(Stored records)
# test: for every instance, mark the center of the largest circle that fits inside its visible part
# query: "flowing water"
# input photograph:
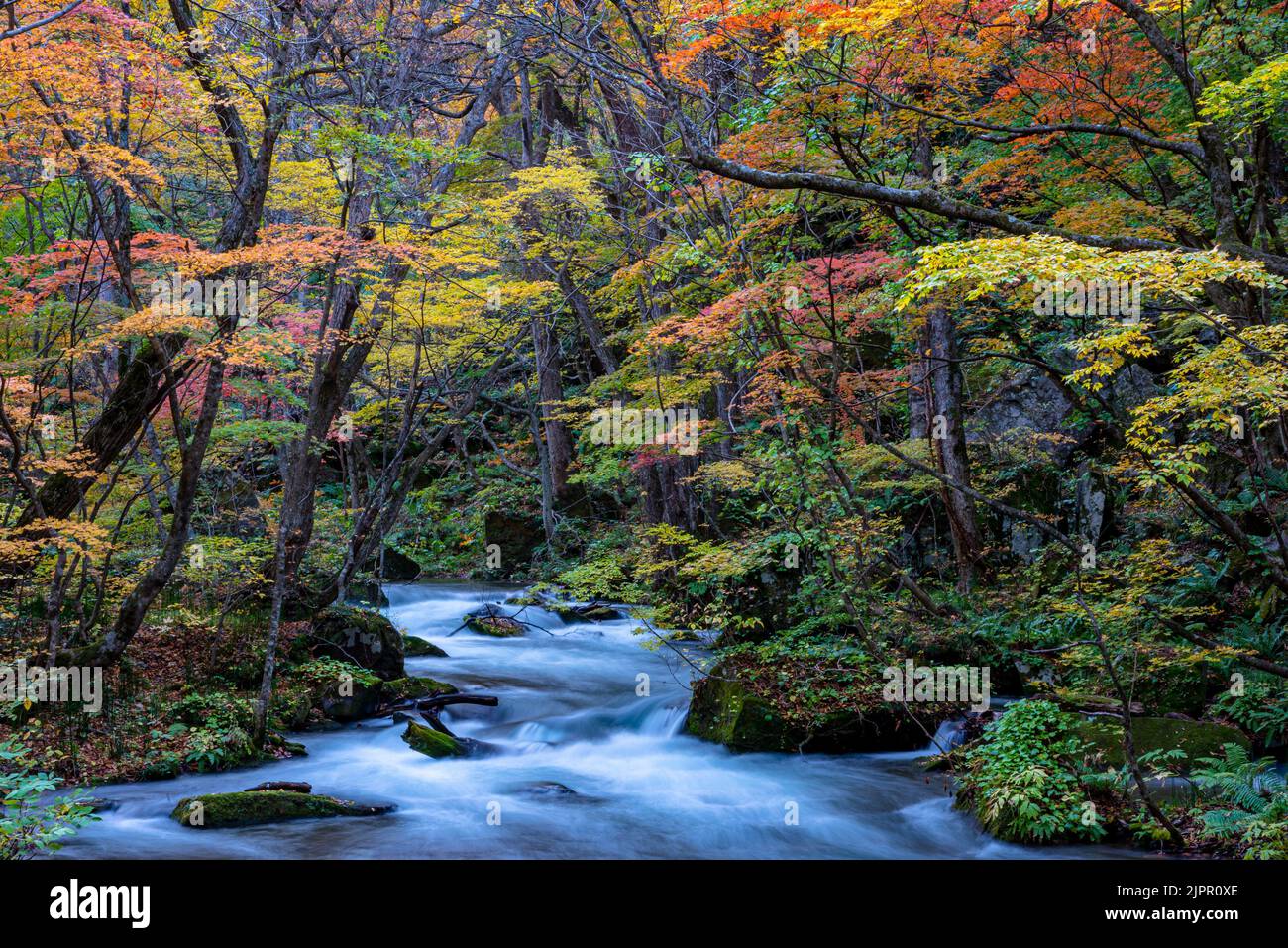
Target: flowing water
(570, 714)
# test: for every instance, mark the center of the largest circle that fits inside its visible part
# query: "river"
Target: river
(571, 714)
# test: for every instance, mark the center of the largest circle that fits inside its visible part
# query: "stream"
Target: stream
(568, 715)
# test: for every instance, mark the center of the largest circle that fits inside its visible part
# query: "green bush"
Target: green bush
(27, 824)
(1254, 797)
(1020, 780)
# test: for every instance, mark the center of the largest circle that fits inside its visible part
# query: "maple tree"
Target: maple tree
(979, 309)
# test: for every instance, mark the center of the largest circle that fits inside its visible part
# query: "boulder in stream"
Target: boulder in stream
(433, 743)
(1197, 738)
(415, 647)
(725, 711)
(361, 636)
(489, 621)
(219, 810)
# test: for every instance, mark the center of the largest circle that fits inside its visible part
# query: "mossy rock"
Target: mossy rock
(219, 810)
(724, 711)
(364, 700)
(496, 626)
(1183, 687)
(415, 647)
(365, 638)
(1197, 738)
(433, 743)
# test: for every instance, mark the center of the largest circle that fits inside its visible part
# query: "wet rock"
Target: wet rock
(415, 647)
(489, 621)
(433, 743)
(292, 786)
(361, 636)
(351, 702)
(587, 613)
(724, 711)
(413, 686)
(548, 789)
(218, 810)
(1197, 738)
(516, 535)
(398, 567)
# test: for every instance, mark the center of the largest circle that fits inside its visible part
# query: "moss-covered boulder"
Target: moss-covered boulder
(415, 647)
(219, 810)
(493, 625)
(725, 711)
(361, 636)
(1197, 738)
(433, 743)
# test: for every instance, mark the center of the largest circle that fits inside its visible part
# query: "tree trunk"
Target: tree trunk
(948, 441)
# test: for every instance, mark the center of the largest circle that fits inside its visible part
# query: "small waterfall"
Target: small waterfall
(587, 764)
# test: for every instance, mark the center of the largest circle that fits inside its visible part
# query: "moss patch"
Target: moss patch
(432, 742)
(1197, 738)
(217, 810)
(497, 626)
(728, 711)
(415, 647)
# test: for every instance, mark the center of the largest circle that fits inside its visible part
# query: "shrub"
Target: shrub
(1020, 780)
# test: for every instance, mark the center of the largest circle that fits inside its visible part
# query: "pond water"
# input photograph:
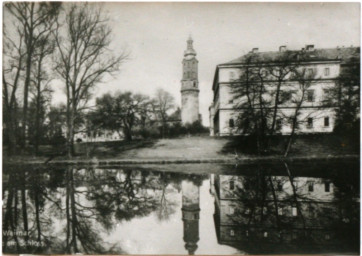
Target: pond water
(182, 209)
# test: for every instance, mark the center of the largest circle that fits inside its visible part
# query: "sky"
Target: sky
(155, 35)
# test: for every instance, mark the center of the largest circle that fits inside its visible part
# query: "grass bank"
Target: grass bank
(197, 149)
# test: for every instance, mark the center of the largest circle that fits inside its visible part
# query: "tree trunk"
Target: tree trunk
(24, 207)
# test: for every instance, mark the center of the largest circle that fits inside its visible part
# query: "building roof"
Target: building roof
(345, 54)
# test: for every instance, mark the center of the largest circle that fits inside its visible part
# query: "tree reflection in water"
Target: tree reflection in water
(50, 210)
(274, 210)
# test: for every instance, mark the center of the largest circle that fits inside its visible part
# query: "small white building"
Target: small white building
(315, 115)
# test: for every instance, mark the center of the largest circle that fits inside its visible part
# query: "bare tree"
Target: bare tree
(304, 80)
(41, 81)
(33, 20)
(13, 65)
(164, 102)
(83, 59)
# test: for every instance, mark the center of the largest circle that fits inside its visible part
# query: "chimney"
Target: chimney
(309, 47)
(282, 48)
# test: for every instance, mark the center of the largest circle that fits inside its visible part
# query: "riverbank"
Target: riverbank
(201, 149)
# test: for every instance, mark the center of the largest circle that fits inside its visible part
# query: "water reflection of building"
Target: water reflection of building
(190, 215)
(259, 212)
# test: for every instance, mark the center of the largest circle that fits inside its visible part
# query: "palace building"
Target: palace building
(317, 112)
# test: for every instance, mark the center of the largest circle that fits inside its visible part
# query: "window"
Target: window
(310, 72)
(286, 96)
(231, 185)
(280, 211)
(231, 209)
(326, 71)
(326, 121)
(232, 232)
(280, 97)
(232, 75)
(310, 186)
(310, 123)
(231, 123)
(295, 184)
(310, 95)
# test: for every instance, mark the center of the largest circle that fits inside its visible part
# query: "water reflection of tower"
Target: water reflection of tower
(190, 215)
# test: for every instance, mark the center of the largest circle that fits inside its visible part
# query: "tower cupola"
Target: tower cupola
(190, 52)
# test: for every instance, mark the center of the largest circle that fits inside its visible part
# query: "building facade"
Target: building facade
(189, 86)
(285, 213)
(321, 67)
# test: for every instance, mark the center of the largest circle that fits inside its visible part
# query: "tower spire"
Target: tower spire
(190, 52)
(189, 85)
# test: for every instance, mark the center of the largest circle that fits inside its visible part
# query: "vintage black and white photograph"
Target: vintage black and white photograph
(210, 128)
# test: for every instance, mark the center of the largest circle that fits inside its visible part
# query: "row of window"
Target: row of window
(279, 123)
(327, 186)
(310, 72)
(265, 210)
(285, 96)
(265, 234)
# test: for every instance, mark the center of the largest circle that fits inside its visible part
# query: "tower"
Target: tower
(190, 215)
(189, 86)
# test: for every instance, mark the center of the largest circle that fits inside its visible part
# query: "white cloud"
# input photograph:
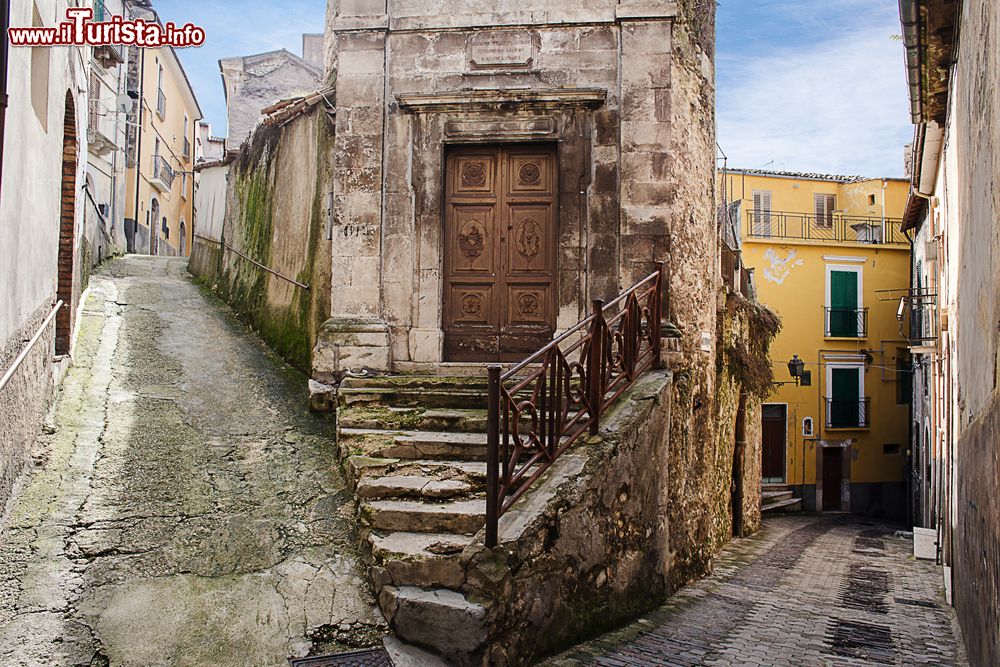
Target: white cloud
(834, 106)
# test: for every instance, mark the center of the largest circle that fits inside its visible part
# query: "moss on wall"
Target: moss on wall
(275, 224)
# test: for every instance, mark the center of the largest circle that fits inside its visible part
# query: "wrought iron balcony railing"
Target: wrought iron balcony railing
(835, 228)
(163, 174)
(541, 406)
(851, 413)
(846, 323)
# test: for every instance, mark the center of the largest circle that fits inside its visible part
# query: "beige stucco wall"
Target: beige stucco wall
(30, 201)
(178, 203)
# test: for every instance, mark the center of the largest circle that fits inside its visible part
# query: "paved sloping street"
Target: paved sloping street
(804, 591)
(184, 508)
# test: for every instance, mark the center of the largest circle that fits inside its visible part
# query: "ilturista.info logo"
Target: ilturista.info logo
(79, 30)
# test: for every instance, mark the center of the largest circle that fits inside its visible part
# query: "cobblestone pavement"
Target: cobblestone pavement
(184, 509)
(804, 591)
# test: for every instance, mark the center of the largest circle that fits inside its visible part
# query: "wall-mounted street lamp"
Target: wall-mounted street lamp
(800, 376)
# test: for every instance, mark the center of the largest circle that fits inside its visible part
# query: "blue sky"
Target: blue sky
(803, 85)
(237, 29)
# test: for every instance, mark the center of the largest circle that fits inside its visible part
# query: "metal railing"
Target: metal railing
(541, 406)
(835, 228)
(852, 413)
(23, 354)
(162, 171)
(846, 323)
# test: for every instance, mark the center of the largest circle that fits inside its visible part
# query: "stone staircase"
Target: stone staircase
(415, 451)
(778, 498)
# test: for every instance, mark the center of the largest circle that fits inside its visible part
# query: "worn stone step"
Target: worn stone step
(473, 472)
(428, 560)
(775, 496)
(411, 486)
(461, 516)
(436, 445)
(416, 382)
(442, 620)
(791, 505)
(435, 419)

» TASK TO COMPLETE:
Copy each line in full and exactly, omitting any picture.

» SOLUTION TO THIS TASK:
# test: for every instance, mark the center of the largest circle that fits inside its visible part
# query: "flowing water"
# input photograph:
Target: flowing water
(570, 714)
# test: for every instance, mark the center of the largest circle that fits inside its visible part
# query: "river"
Target: river
(571, 714)
# test: for every instance, mark the center of the largest circle that fits inside its visible part
# query: "stream"
Target: stream
(568, 715)
# test: for every instance, mark the center of the largest circle that fits inside its visible part
# query: "green bush"
Target: green bush
(27, 824)
(1254, 797)
(1020, 780)
# test: for every instance, mark the center of the largest circle that fits inside its visible part
# query: "maple tree"
Target: maple tree
(979, 309)
# test: for every instance, mark the center of the largest circle that fits inside its visible part
# query: "boulder in stream"
Target: boulder in stream
(433, 743)
(1197, 738)
(415, 647)
(725, 711)
(361, 636)
(489, 621)
(219, 810)
# test: for every instance, mark the center of the largest circle that fits inside its visible part
# query: "mossy rock"
Target: mossy rock
(219, 810)
(724, 711)
(364, 700)
(496, 626)
(1183, 687)
(415, 647)
(365, 638)
(1197, 738)
(433, 743)
# test: for every instance, mark the center of the largest circle that fits inside its visible part
# query: "wet rock"
Target: wet rock
(415, 647)
(489, 621)
(433, 743)
(292, 786)
(361, 636)
(351, 702)
(587, 613)
(724, 711)
(413, 686)
(548, 789)
(218, 810)
(1197, 738)
(516, 535)
(398, 567)
# test: for every instance, mark the center of the largest circle that fits inside its visible part
# query: "moss-covered boulder"
Target: moss-covered boulder
(415, 647)
(219, 810)
(493, 625)
(725, 711)
(361, 636)
(1197, 738)
(433, 743)
# test: for every instance, mark the center of the largest circle that fits inside its visible part
# query: "tree trunk"
Target: tree trunk
(948, 441)
# test: for every instance, mark the center of the largest circle that fits inside its visible part
# query: "small waterfall"
Target: small waterfall
(587, 764)
# test: for every instance, mark the center of the largest circle that fits inside its visible part
# query: "moss patch"
Target: moss patch
(432, 742)
(1197, 738)
(217, 810)
(497, 626)
(728, 711)
(415, 647)
# test: for every instance, mark the center of the largest circle that fits inside its visible part
# query: "shrub"
Target: shrub
(1020, 780)
# test: for every instance, mark the center of the largest circle that fits inside its visible part
# query: "pond water"
# input photograph:
Target: pond water
(182, 209)
# test: for every instance, mark the center of the largest circle that fits inside its visible part
# query: "sky"
Target: sky
(155, 35)
# test: for every instance, mark the center of the largest circle that fits inside its visible part
# query: "grass bank"
Target: grass bank
(197, 149)
# test: for every instance, mark the center of the largest circle that fits inside its visible part
# query: "tree trunk"
Target: tree trunk
(24, 207)
# test: for every instance, mark the center of the largest circle that fits inside its visible part
# query: "building roof"
Target: building roof
(345, 54)
# test: for every instance, mark the center of the largest circle that fits inside its visible part
# query: "tree reflection in water"
Target: tree reflection in water
(50, 210)
(274, 210)
# test: for every instance, mark the center of the largest circle that fits inside its visible part
# query: "small white building"
Target: small white building
(315, 115)
# test: for every instance, mark the center of the largest circle that fits inside its visible part
# query: "bare tree"
Target: bare tree
(304, 80)
(41, 81)
(33, 20)
(13, 65)
(164, 102)
(83, 59)
# test: for every instance, mark the center of the largest circle that fits inside its visible part
# query: "chimney"
Target: chimney
(309, 47)
(282, 48)
# test: for every instance, mark the center of the largest circle that fits inside its visible part
# query: "riverbank"
Target: riverbank
(201, 149)
# test: for every instance, mark the center of the largest circle that fits inside its visible part
# query: "water reflection of building"
Target: water reflection of building
(190, 215)
(259, 212)
# test: for every instance, mark the center of the largest circle that fits inside its visible part
# query: "palace building"
Target: palace building
(317, 112)
# test: for every instance, mark the center of the largest circle that fits inside its visible part
# query: "window"
Target: window
(310, 72)
(286, 96)
(231, 185)
(280, 211)
(231, 209)
(326, 71)
(326, 121)
(232, 232)
(280, 97)
(232, 75)
(310, 186)
(310, 123)
(231, 123)
(295, 184)
(310, 95)
# test: for every instance, mark the center of the largest circle that fits inside its visible part
# query: "water reflection of tower"
Target: water reflection of tower
(190, 215)
# test: for every instance, mark the center of the largest circle that fits inside its visible part
# query: "tower cupola"
Target: tower cupola
(190, 52)
# test: for every instance, mark the center of the largest circle that fits inside its visible part
# query: "building facade"
Target: building facade
(189, 86)
(285, 213)
(321, 67)
# test: for every instance, mark the center of the largest circle that fits inside its visible part
# query: "tower spire"
Target: tower spire
(190, 52)
(189, 85)
# test: for every instance, mark the center of the largest circle that fits inside its visible part
# query: "vintage black and white photograph"
Target: vintage black and white photograph
(210, 128)
# test: for every instance, mark the center of the largest circle that fits inside its visible part
# query: "row of window"
Target: row of window
(279, 123)
(327, 186)
(310, 72)
(265, 210)
(285, 96)
(265, 234)
# test: for every instance, mark the center of the largest circle that fits inside its visible part
# query: "tower"
Target: tower
(190, 215)
(189, 86)
# test: for every instance, mark the center of the largest circle that fits inside its visible part
# query: "white cloud"
# input photograph:
Target: white cloud
(834, 106)
# test: for every instance, mark the center of the largest circle that fits inside its visible part
# query: "moss on wall"
Target: moss on wall
(275, 224)
# test: for every instance, mark the center of the largest circle that fits inside its visible part
# query: "wrought iron balcony railing"
Target: wrought iron balcony railing
(835, 228)
(163, 174)
(541, 406)
(851, 413)
(846, 323)
# test: for every instance, mark the center of the largest circle that fits inside its visible part
# query: "beige stucco wall"
Target: beige stucco wall
(30, 201)
(178, 203)
# test: for every instance, mark the center of the largest circle that fits inside its visible part
# query: "paved sloping street"
Target: paved sloping street
(804, 591)
(184, 508)
# test: for every instance, mark the center of the largest circle that fits inside its visible part
# query: "ilturista.info logo"
Target: ilturista.info logo
(79, 30)
# test: for every instance, mark the center of the largest circle that fits inside its visible part
# query: "cobblestone pavement"
Target: cobblestone pavement
(184, 509)
(804, 591)
# test: for every instance, mark the center of the largest circle that fits inside its visible part
# query: "wall-mounted street lamp"
Target: wall-mounted street lamp
(800, 376)
# test: for every instance, mark the center of the largest circle that fits inside its visible part
# query: "blue sky"
Target: blue sky
(803, 85)
(237, 29)
# test: for every instance, mark the center of the largest circle that fits inside its visible part
# query: "metal railing"
Target: metal railing
(541, 406)
(835, 228)
(852, 413)
(23, 354)
(162, 171)
(846, 323)
# test: for every instance, mark the center of the largest circle that fits inside its visible part
# query: "stone staircase"
Target: stone staircase
(415, 451)
(778, 498)
# test: for every instance, mark the center of the largest circle that fits inside its visible part
# query: "worn stone step"
Target: worn stone step
(473, 472)
(428, 560)
(775, 496)
(411, 486)
(461, 516)
(436, 445)
(416, 382)
(442, 620)
(791, 505)
(435, 419)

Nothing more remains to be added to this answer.